# Directive
Print the listing below exactly.

# Data for this task

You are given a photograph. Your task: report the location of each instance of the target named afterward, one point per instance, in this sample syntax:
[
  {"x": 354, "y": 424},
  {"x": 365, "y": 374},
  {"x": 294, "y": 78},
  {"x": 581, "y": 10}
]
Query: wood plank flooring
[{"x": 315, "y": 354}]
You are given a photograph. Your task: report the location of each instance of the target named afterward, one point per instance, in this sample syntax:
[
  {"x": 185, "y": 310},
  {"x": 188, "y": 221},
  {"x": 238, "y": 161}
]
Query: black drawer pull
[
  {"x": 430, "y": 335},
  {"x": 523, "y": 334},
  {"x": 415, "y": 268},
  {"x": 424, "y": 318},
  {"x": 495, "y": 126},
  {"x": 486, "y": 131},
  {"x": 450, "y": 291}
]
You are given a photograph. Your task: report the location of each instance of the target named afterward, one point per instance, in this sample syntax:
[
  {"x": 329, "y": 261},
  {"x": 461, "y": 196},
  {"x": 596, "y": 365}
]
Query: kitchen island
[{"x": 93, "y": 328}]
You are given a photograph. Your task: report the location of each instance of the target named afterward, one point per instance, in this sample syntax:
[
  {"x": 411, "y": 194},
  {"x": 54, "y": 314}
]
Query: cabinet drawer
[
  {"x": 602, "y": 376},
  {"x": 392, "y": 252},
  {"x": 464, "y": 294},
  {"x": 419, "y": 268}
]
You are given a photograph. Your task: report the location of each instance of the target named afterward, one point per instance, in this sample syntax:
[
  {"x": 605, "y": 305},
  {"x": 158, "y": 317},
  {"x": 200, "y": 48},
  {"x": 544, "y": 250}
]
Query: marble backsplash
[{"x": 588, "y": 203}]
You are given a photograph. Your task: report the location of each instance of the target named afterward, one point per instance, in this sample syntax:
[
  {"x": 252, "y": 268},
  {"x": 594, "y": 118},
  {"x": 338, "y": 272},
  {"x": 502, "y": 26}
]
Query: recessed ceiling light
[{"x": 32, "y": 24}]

# Reply to the task
You are given a photograph. Your task: report the location of each instance of the target named afterward, one point per instance, in this sample syntax:
[
  {"x": 354, "y": 424},
  {"x": 365, "y": 374},
  {"x": 294, "y": 78},
  {"x": 581, "y": 10}
]
Query: wood plank flooring
[{"x": 315, "y": 354}]
You are given a photograph. Your task: report the location of each instance of the target named afterward, one point per instance, in this sample syntax:
[
  {"x": 185, "y": 310},
  {"x": 188, "y": 221},
  {"x": 238, "y": 161}
]
Query: black drawer pull
[
  {"x": 430, "y": 335},
  {"x": 523, "y": 334},
  {"x": 415, "y": 268},
  {"x": 424, "y": 318},
  {"x": 495, "y": 126},
  {"x": 486, "y": 131},
  {"x": 450, "y": 291}
]
You are given a photograph. Your task: report the location of each instance of the target named afterward, one point per instance, in this sample syntax:
[
  {"x": 329, "y": 261},
  {"x": 461, "y": 196},
  {"x": 596, "y": 365}
]
Query: kitchen island
[{"x": 93, "y": 328}]
You are given a photograph. Your task: report the location of each instance of the target named afterward, one point per instance, in this sample syntax:
[
  {"x": 411, "y": 194},
  {"x": 54, "y": 314}
]
Query: cabinet drawer
[
  {"x": 602, "y": 376},
  {"x": 392, "y": 252},
  {"x": 464, "y": 294},
  {"x": 419, "y": 268}
]
You are given a photograph. Your task: report the location of each instance of the target named afterward, one point per instance, in this sample syntax:
[
  {"x": 605, "y": 305},
  {"x": 158, "y": 317},
  {"x": 200, "y": 48},
  {"x": 544, "y": 250}
]
Query: marble backsplash
[{"x": 588, "y": 203}]
You are given a photograph. Your task: report the location of each instance of the target named afterward, one point per instance, in this sample syntax:
[
  {"x": 252, "y": 268},
  {"x": 594, "y": 118},
  {"x": 338, "y": 272},
  {"x": 502, "y": 26}
]
Query: recessed ceiling light
[{"x": 32, "y": 24}]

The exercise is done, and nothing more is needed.